| What you are asked to do |
Print exactly, and only, the lines running from the line containing "Put a dot on the mountain summit, one" through the end of the records below.

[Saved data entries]
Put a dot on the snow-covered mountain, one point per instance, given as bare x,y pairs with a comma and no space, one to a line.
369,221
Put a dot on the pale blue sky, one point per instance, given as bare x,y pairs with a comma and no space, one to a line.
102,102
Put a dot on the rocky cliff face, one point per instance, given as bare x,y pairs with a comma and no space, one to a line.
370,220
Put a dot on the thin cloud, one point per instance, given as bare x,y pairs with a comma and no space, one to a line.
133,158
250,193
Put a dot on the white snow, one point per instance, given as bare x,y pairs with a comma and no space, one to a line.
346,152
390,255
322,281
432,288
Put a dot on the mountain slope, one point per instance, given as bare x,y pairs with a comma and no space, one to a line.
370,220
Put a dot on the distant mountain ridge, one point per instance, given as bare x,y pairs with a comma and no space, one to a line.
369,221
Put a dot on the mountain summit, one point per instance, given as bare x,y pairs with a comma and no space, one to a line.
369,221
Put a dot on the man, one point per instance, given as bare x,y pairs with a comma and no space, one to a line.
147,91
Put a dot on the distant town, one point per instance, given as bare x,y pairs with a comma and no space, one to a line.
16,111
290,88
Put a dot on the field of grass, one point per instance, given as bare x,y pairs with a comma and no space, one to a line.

| The completed task |
Put a dot on the mountain summit, one point per instance, given as bare x,y pairs with a comma and no space, one to a line.
369,221
Put a dot on the man, one point per instance, given as bare x,y pairs with a comma and no space, one to a line.
147,91
Put a dot on the distant town, one point per instance, given as bare x,y pairs with a comma and no space, one to a line.
16,111
290,88
Put a dot on the field of grass, one point per instance, given as bare x,y pairs with a comma and no space, one to a line.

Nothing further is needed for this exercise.